--- START ---
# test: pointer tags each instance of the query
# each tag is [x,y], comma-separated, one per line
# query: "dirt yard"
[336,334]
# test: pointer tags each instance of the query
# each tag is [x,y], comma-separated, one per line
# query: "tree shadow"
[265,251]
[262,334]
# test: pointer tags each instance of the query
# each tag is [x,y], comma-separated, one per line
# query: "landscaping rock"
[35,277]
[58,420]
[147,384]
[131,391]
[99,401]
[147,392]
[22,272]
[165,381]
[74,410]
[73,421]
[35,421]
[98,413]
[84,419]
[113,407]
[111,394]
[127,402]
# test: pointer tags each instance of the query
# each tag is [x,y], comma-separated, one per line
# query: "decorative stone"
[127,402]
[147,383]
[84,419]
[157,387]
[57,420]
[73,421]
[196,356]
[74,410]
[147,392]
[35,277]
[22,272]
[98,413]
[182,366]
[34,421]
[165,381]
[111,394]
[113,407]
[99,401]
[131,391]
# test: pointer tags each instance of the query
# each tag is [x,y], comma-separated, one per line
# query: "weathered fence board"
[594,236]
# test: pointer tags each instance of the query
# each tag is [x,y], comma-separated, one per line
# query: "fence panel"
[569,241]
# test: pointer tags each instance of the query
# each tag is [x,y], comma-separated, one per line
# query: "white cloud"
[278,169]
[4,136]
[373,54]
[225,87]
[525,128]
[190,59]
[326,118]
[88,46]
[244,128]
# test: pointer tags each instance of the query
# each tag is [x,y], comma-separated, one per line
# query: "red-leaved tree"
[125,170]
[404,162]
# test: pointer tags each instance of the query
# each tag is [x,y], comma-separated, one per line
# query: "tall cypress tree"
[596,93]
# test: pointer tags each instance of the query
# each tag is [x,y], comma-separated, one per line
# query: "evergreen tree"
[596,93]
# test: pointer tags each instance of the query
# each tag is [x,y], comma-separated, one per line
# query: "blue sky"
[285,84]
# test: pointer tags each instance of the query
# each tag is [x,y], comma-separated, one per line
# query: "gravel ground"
--- END ---
Transcribe each record shown above, exactly.

■ **TASK RESULT**:
# test: pointer tags each instance of the query
# each tag is [x,y], comma-separated, one per line
# query: "dirt yard"
[336,334]
# test: pointer tags each instance of the query
# each tag is [x,y], comma-separated, one per line
# query: "tree shadow"
[265,251]
[262,334]
# test: pointer tags each instance of the query
# each tag is [x,y], comma-separated, one per line
# query: "landscaping rock"
[35,277]
[58,420]
[147,384]
[131,391]
[99,401]
[147,392]
[22,272]
[165,381]
[74,410]
[73,421]
[35,421]
[98,413]
[84,419]
[113,407]
[111,394]
[127,402]
# test: pointer tags each instance of the query
# each tag is [x,y], comma-separated, one per line
# query: "decorative stone"
[127,402]
[147,383]
[84,419]
[157,387]
[57,420]
[73,421]
[196,356]
[74,410]
[147,392]
[35,277]
[22,272]
[98,413]
[182,366]
[34,421]
[165,381]
[111,394]
[113,407]
[99,401]
[131,391]
# test: pointer tags each instance of the query
# each tag is [x,y], comma-separated, one per line
# query: "weathered fence board"
[594,236]
# test: pointer tags each instance of the query
# each tag is [x,y], comma-separated, one per line
# query: "fence panel"
[569,241]
# test: pointer tags each instance of the query
# each tag is [x,y], comma-separated, one per line
# query: "white cloud"
[278,169]
[4,136]
[373,54]
[225,87]
[525,128]
[190,59]
[326,118]
[88,46]
[244,128]
# test: pointer tags each instance of the query
# each tag is [x,y], comma-separated, one per line
# query: "red-leaved tree"
[125,170]
[404,162]
# test: pointer tags each instance of the query
# each tag is [x,y], comma-separated, one per line
# query: "tall cypress tree"
[596,93]
# test: pointer tags each instance of the query
# each tag is [x,y], comma-separated, one per line
# query: "evergreen tree"
[596,93]
# test: pointer tags each instance of the query
# each tag is [x,y], comma-separated, one per line
# query: "blue sky"
[285,84]
# test: pointer tags each instance of the query
# each tag is [x,y], comma-separated, one per line
# query: "gravel ground"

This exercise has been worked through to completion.